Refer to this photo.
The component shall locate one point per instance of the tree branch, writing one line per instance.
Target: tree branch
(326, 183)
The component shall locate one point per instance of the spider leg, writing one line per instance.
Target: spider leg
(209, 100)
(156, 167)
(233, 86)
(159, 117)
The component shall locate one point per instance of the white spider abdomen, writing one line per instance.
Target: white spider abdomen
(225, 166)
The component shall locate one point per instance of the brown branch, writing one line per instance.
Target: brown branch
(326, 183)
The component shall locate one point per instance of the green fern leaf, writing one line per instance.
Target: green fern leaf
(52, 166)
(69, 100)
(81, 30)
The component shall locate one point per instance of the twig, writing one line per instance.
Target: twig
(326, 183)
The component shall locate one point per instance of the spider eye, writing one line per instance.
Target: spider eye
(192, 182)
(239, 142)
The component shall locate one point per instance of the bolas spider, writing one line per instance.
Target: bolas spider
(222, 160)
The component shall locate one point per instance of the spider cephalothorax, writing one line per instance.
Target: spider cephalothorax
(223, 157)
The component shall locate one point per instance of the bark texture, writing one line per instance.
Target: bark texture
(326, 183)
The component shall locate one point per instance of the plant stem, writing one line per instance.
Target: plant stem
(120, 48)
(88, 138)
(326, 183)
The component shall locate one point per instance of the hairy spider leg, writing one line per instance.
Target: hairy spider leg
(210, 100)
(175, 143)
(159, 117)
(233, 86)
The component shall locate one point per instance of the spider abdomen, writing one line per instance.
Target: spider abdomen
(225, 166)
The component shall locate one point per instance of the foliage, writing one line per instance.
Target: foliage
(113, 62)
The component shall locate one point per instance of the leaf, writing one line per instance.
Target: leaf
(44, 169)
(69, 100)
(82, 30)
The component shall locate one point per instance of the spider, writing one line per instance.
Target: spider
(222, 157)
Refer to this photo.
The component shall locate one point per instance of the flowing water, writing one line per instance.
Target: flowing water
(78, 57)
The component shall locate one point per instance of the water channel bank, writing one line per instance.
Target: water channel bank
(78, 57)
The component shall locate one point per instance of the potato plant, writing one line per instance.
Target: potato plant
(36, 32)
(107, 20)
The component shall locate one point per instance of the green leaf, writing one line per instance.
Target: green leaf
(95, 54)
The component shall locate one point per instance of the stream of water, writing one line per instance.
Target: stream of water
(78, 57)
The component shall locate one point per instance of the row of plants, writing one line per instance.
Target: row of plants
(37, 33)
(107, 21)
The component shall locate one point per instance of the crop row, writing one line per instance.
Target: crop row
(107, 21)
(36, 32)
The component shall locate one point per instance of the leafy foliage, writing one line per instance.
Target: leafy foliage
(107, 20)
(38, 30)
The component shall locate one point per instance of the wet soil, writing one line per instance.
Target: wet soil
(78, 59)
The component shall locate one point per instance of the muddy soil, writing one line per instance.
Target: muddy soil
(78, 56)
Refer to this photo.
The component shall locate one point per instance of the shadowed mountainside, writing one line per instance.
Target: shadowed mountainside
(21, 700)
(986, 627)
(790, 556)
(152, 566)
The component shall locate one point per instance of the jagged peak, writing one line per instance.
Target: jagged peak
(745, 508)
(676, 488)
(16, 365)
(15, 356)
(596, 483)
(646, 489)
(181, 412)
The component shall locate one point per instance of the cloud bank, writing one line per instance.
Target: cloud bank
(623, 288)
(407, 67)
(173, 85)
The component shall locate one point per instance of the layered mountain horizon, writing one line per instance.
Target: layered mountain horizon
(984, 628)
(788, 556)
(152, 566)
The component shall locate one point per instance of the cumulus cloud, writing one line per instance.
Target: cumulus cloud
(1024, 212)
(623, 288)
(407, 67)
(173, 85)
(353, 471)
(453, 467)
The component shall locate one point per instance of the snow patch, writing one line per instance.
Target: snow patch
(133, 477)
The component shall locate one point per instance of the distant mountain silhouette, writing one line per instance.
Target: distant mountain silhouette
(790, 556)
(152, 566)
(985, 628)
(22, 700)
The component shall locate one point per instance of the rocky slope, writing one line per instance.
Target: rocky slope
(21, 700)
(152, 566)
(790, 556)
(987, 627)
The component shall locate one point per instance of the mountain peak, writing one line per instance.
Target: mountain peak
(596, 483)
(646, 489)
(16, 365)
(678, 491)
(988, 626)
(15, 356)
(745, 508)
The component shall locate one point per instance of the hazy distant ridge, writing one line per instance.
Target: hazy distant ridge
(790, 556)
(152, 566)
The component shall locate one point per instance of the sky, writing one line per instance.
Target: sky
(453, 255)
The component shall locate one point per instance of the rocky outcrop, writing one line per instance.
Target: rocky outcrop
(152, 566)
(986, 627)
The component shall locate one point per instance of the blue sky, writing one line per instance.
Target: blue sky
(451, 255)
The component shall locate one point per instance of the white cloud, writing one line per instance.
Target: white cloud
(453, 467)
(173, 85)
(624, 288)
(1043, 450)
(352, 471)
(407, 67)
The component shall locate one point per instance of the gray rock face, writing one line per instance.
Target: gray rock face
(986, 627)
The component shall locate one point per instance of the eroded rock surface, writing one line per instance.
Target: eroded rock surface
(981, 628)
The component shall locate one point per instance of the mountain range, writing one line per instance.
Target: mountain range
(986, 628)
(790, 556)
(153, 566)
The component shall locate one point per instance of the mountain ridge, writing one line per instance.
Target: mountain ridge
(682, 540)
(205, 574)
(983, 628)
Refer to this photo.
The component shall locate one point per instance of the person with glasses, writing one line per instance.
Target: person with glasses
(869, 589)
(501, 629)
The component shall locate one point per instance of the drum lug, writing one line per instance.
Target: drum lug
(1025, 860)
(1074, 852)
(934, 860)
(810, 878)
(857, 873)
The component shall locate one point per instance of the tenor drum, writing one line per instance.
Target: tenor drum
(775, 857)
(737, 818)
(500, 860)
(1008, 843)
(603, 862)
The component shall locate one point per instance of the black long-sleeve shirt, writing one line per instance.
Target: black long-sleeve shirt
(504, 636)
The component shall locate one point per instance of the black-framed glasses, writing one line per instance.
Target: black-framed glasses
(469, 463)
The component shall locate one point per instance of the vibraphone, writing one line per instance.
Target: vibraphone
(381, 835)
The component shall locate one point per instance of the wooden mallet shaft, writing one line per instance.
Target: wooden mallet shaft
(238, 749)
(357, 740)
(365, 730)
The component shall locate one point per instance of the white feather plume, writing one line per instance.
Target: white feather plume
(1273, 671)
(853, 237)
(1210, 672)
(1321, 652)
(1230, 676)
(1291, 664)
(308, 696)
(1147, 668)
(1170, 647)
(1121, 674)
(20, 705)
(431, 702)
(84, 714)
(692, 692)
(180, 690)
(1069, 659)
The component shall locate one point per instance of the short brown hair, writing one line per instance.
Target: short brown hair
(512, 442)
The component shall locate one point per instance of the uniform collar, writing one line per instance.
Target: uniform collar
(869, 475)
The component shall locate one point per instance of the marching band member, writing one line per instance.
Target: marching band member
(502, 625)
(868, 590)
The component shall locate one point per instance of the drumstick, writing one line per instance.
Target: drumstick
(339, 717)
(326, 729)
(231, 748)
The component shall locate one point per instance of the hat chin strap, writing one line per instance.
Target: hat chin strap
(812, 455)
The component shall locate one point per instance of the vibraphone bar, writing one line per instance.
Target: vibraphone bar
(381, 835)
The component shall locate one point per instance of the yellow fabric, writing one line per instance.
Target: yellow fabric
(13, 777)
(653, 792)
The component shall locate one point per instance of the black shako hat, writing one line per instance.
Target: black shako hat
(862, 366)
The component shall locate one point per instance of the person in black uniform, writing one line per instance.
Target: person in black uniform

Prompt: Rewrite all of the data above, changing each "component" to "annotator" and leaving everything else as it is.

Output for this task:
Refer to this photo.
The annotator shall locate one point per instance of the tree branch, writing one line per instance.
Target: tree branch
(326, 183)
The annotator shall locate one point per instance of the spider leg, writing one line per instance.
Target: spider leg
(209, 100)
(156, 167)
(233, 86)
(159, 117)
The annotator shall locate one point per instance of the white spider abdomen, writing one line per instance.
Target: white spider abdomen
(225, 166)
The annotator shall locate one point per instance of the brown branch, writing one line per instance.
Target: brown branch
(326, 183)
The annotator shall locate one point per instance of the green fern leaf, writing one line per instance.
Target: green fern leaf
(52, 166)
(69, 100)
(81, 30)
The annotator shall locate one point per instance of the twig, writing one line per instance.
Target: twig
(326, 183)
The annotator shall locate one point per instance of the spider eye, writing one line per instance.
Target: spider eye
(192, 182)
(239, 142)
The annotator shall locate one point per instance of the bolas spider, writing one line per instance.
Target: bolas spider
(222, 160)
The annotator shall locate one point per instance of the spider cephalothorax, writing one line per instance.
Target: spider cephalothorax
(223, 157)
The annotator shall locate one point per instance of the bark texture, writing one line per instance.
Target: bark texture
(326, 183)
The annotator shall locate one point per instance of the plant stem, writing one line per instance.
Target: plant stem
(120, 48)
(88, 138)
(326, 183)
The annotator shall locate one point per instance of the hairy spider leg, writing one line per instance.
Target: hairy spider leg
(210, 100)
(175, 143)
(159, 117)
(233, 86)
The annotator shall locate one point per instance of the spider abdomen, writing one line per instance.
Target: spider abdomen
(225, 166)
The annotator shall locate one point per instance of the foliage, writing one line per instance.
Target: foliage
(113, 62)
The annotator shall locate one point per instance of the leaf, writing one line per instance.
Target: leaf
(44, 169)
(69, 100)
(82, 30)
The annotator shall locate one point per instance of the spider, writing one line per instance.
Target: spider
(222, 157)
Refer to this photo.
The annotator shall locate one point per instance of the flowing water, writing one line per instance.
Target: flowing water
(78, 57)
The annotator shall locate one point per instance of the water channel bank, writing one line per instance.
Target: water channel bank
(78, 57)
The annotator shall locate one point per instance of the potato plant, writing one line per instance.
Target: potato plant
(36, 32)
(107, 20)
The annotator shall locate one point per instance of the green leaf, writing one line per instance.
Target: green leaf
(95, 54)
The annotator shall locate one point per instance of the stream of water, writing one line per instance.
Target: stream of water
(78, 57)
The annotator shall locate one point per instance of the row of plants, writing one line per instance.
Target: row of plants
(37, 33)
(107, 21)
The annotator shall locate one point per instance of the crop row, writing one line per instance.
Target: crop row
(107, 21)
(36, 32)
The annotator shall locate one point per instance of the leafy foliage, writing one line per instance.
Target: leafy foliage
(107, 20)
(38, 30)
The annotator shall locate one point per instance of the wet soil, writing one line per instance.
Target: wet soil
(78, 59)
The annotator shall locate one point per instance of the muddy soil, writing one line per instance.
Target: muddy soil
(78, 56)
Refer to this photo.
The annotator shall locate one point per instance of the shadowed mountainside, writing one line per instance.
Target: shadowed mountainside
(21, 700)
(986, 627)
(790, 556)
(152, 566)
The annotator shall locate one point per instance of the jagged peak, writing one line per instance.
Target: jagged peak
(745, 508)
(676, 488)
(16, 365)
(15, 356)
(596, 483)
(646, 489)
(181, 412)
The annotator shall locate one point per instance of the cloud bank, writing one line per instance.
Target: cloud bank
(623, 288)
(407, 67)
(173, 85)
The annotator shall locate one point per instance of the layered mountain horizon, writing one line per instance.
Target: layered mountain horizon
(984, 628)
(788, 556)
(152, 566)
The annotator shall locate one point per instance of the cumulus cloud, writing one line per instance.
Target: cumulus cloud
(1024, 212)
(623, 288)
(407, 67)
(173, 85)
(353, 471)
(453, 467)
The annotator shall locate one point per instance of the snow patch, writing one line per instance.
Target: snow patch
(133, 477)
The annotator shall locate one point per instance of the distant mountain silhouette, writing one line per instance.
Target: distant mountain silhouette
(790, 556)
(152, 566)
(985, 628)
(22, 700)
The annotator shall locate one point per instance of the rocky slope, writing one line per instance.
Target: rocky slope
(21, 700)
(152, 566)
(790, 556)
(987, 627)
The annotator shall locate one point per instance of the mountain peak, writing one line per instance.
Target: mountain peak
(596, 483)
(646, 489)
(16, 365)
(678, 491)
(988, 626)
(15, 356)
(745, 508)
The annotator shall locate one point per instance of the hazy distant ridge, writing one line per instance.
Target: hazy distant ridge
(790, 556)
(152, 566)
The annotator shall locate one point per instance of the sky, writing one line per instance.
Target: sky
(453, 255)
The annotator shall locate one point per instance of the rocky outcrop, writing one line per instance.
Target: rocky outcrop
(152, 566)
(986, 627)
The annotator shall locate one point per instance of the blue sky, writing one line per instance.
Target: blue sky
(451, 255)
The annotator shall locate one point per instance of the white cloud, writing one line per instance.
Target: white cloud
(453, 467)
(173, 85)
(624, 288)
(1043, 450)
(352, 471)
(407, 67)
The annotator shall locate one point per instance of the gray rock face, writing one line per instance.
Target: gray rock face
(986, 627)
The annotator shall locate one point per instance of the eroded rock surface, writing one line per instance.
Target: eroded rock surface
(981, 628)
The annotator shall locate one point per instance of the mountain range, writing one line per instance.
Target: mountain range
(986, 628)
(790, 556)
(153, 566)
The annotator shall locate one point per instance of the mountain ridge, writing one line per instance.
Target: mountain ridge
(682, 540)
(205, 574)
(983, 628)
Refer to this photo.
The annotator shall locate one point per instance of the person with glasses, writing one line per instance.
Target: person with glasses
(869, 589)
(501, 629)
The annotator shall locate one point per instance of the drum lug, writing one line per instance.
Target: drum lug
(1025, 860)
(1074, 852)
(934, 860)
(810, 878)
(857, 873)
The annotator shall locate one point per instance of the tenor drum, writing one line per instance.
Target: tenor drum
(775, 857)
(737, 818)
(500, 860)
(1008, 843)
(603, 862)
The annotator shall locate one point per instance of the black long-sleeve shirt, writing one line per instance.
Target: black long-sleeve shirt
(504, 636)
The annotator shall locate one point per instance of the black-framed glasses, writing one line per instance.
Target: black-framed glasses
(469, 463)
The annotator shall locate one point per instance of the vibraphone, writing one line per instance.
Target: vibraphone
(381, 835)
The annotator shall locate one point per instance of the wooden mallet shaft, writing one line per instance.
Target: wooden mallet shaft
(238, 749)
(357, 740)
(365, 730)
The annotator shall locate one point per instance of the white feather plume, writing one line per instance.
Target: white feather plume
(1273, 671)
(853, 237)
(1210, 672)
(1321, 652)
(1230, 676)
(1291, 664)
(308, 696)
(1147, 668)
(1170, 647)
(1121, 674)
(20, 705)
(431, 702)
(84, 714)
(692, 692)
(180, 690)
(1069, 659)
The annotator shall locate one point per instance of the short brown hair, writing one line per instance.
Target: short brown hair
(512, 442)
The annotator shall locate one point per instance of the uniform collar, writing one line per instance.
Target: uniform collar
(869, 475)
The annotator shall locate one point per instance of the marching band member, writing one line per instance.
Target: marching band member
(502, 625)
(868, 590)
The annotator shall locate one point per instance of the drumstick, writing one line per instance.
Target: drumstick
(339, 717)
(326, 729)
(231, 748)
The annotator shall locate one point per instance of the hat chin strap, writing one line per instance.
Target: hat chin strap
(812, 455)
The annotator shall locate one point per instance of the vibraphone bar, writing one line per instance.
Target: vibraphone bar
(381, 835)
The annotator shall locate one point per instance of the yellow fabric, writing one line per instance.
Target: yellow fabric
(13, 777)
(653, 792)
The annotator shall locate one point per instance of the black shako hat, writing one line per instance.
Target: black shako hat
(862, 366)
The annotator shall locate one point per instance of the person in black uniform, writing one line per instance.
Target: person in black uniform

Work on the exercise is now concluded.